— Data to examine —
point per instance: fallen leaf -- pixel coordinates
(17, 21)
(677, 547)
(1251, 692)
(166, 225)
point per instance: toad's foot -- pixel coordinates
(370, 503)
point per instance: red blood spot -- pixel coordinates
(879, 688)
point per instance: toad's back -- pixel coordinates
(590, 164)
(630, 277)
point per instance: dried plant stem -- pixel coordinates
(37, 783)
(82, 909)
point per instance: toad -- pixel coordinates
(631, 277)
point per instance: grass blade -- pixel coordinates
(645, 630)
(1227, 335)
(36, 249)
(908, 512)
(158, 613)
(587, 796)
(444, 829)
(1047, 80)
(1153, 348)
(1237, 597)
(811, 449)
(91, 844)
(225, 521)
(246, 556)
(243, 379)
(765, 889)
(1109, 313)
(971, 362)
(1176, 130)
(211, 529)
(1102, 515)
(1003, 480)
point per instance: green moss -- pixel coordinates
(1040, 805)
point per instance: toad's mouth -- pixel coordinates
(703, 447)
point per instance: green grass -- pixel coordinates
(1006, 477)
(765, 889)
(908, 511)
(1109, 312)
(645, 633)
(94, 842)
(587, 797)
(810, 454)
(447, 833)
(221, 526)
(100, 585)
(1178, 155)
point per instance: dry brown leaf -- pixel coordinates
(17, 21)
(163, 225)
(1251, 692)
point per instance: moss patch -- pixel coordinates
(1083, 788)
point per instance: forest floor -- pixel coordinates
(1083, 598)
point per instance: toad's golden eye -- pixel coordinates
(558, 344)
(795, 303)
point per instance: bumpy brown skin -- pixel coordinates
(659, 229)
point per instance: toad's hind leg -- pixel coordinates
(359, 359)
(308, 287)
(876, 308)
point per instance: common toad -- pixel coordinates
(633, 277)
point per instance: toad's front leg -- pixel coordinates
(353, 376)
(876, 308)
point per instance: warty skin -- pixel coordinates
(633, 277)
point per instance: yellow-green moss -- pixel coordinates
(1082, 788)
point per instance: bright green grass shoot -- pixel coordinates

— Exercise instructions —
Exactly as they appear, restate all of the entries.

— Task answer —
point per instance: fallen leaf -- pixel coordinates
(17, 21)
(677, 547)
(1251, 692)
(166, 225)
point per instance: toad's foot -- pixel coordinates
(370, 503)
point per instance: red blood spot -- pixel coordinates
(879, 688)
point per instance: toad's back -- pixel coordinates
(590, 164)
(630, 277)
point per instance: dried plant stem -- pixel coordinates
(37, 783)
(82, 909)
point per instance: toad -- pixel coordinates
(631, 277)
point per instance: grass blade -- pixel coordinates
(645, 630)
(1227, 335)
(36, 249)
(908, 512)
(158, 613)
(587, 796)
(444, 829)
(1047, 80)
(1153, 348)
(1237, 597)
(811, 449)
(91, 844)
(225, 521)
(246, 556)
(243, 379)
(765, 889)
(1109, 313)
(971, 362)
(1176, 130)
(211, 529)
(1102, 515)
(1003, 480)
point per instance: green moss -- pixel coordinates
(1040, 805)
point per instance: toad's mouth -- pixel coordinates
(703, 447)
point per instance: green grass -- pixel coordinates
(1006, 477)
(765, 889)
(908, 511)
(1109, 312)
(645, 633)
(94, 842)
(587, 797)
(810, 454)
(447, 833)
(221, 526)
(100, 585)
(1178, 155)
point per instance: dry brown leaf -- pixel coordinates
(17, 21)
(163, 225)
(1251, 692)
point per instance: moss patch -- pixel coordinates
(1083, 788)
point per instance: forest floor -- pixel coordinates
(1083, 598)
point per instance: toad's golden eye -- pixel coordinates
(558, 344)
(795, 303)
point per instance: bumpy brown skin -- pixel coordinates
(659, 229)
point per instance: toad's hind leg -- pixel coordinates
(359, 359)
(308, 287)
(876, 308)
point per instance: common toad -- pixel coordinates
(633, 277)
point per instance: toad's front leg -- pixel coordinates
(353, 376)
(876, 308)
point per instance: warty skin -- pixel coordinates
(633, 277)
point per instance: yellow-green moss -- pixel coordinates
(1082, 788)
point per instance: bright green grass shoot -- pixel coordinates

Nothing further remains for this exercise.